# EXERCISE SET
**A)** According to the article on Yates County's opioid litigation, why have counties, cities, and states been burdened with addiction-related costs? Answer in one to three sentences.
**B)** Carry on the article about the Yates County legislature's business from the point at which it stops.

# DOCUMENT SEGMENT
§
Yates County has joined other New York State municipalities in engaging a legal firm for representation for a potential lawsuit against big pharmaceutical companies for aggressive marketing of opioids. The firm, Napoli Shkolnik is in the process of filing lawsuits on behalf of cities and counties against the manufacturers and distributors of opioid pain medications.
Those lawsuits allege that the drug manufacturers and distributors have used deceptive and unfair marketing strategies since the late 1990s. As a result, counties, cities, and states have been saddled with costs related to addiction such as health care, criminal justice, and victimization costs and lost productivity.
The legislature unanimously agreed Nov. 13 to enter into a legal services agreement with the firm.
Information found on the firm’s website indicates there are no upfront fees and the firm only recovers funds if they win the county’s case. The firm is helping about 50 other city and county governments recover funds from pharmaceutical companies to cover the costs of Narcan training, overdose antidotes, additional staffing and law enforcement.
Other business on the legislature’s agenda Nov. 13 included:
• Yates Transit Service: Daniele Lyman, of Yates Transit Service, gave a quarterly report on the system. She said Route 3 Limited, which was launched in September has been a big success with more riders than any of the other routes that have been operating since the beginning of the year. The service received four new buses in October. The new buses are equipped with bike racks and electronic destination signs. The service took in almost $87,000 in federal funding during the first three quarters of the year. That funding is based on ridership.
§
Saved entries
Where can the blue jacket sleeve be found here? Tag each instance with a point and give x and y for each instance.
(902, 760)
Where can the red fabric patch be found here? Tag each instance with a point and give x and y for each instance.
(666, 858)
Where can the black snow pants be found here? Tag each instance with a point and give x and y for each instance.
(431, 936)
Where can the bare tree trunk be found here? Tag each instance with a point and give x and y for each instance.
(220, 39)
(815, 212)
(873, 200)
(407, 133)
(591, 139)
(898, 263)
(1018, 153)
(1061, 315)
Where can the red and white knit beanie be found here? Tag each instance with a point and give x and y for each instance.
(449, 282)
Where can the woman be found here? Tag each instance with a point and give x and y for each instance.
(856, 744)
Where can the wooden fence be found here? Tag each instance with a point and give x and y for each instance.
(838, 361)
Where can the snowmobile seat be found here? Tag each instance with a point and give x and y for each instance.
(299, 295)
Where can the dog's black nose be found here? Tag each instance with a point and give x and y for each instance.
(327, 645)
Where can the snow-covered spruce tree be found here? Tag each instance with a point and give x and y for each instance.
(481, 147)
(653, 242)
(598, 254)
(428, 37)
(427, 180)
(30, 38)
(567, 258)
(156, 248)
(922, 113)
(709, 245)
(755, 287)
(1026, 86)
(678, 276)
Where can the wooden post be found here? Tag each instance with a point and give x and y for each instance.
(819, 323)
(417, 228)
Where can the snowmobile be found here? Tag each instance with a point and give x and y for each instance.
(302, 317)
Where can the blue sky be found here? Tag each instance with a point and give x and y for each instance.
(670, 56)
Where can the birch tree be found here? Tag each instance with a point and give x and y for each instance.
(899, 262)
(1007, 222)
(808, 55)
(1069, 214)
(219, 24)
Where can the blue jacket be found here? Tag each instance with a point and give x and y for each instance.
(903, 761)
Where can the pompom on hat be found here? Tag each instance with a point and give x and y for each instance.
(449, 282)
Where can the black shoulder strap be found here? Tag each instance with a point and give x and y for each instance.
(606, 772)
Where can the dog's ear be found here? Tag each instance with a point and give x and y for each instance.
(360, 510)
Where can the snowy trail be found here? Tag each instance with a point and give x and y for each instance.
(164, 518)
§
# ANSWERS PER TASK
**A)** The lawsuits allege that opioid manufacturers and distributors have used deceptive and unfair marketing strategies since the late 1990s. As a result, counties, cities, and states have been saddled with addiction-related costs such as health care, criminal justice, victimization costs, and lost productivity.

**B)**
• Seneca Gaming Funds: The legislators approved a resolution calling on Gov. Andrew Cuomo to take action to restore payments of slot revenues from the Seneca Nation Casino. Yates County previously received a portion of the funds, but the Seneca Nation suspended payments in February.
• Second Amendment: The legislature approved, by a vote of 10-3, with District 4 Legislator Bill Holgate absent, a resolution urging Congress to approve the Second Amendment Guarantee Act. The act, introduced by U.S. Rep Chris Collins of Clarence, would prohibit states or local governments from enacting restrictions on any part of a rifle or shotgun. It would also void the New York SAFE Act and any other current or future state or local law that exceeds federal law for rifles and shotguns. Chairman Timothy Dennis, Leslie Church, and Taylor Fitch cast the three no votes.
• Public Comment: Ten members of the public spoke about their concerns about the Second Amendment Guarantee act and the legislature’s lack of action on preserving the Children’s Health Insurance Program (CHIP) they say is used by about 470 Yates County children. Dennis asked Church to consider further discussion of potential action at a future Public Health Committee meeting.
• Budget: Dennis announced the legislature will hold a public hearing on the tentative 2018 budget at 7 p.m. Nov. 16 in the legislative chambers.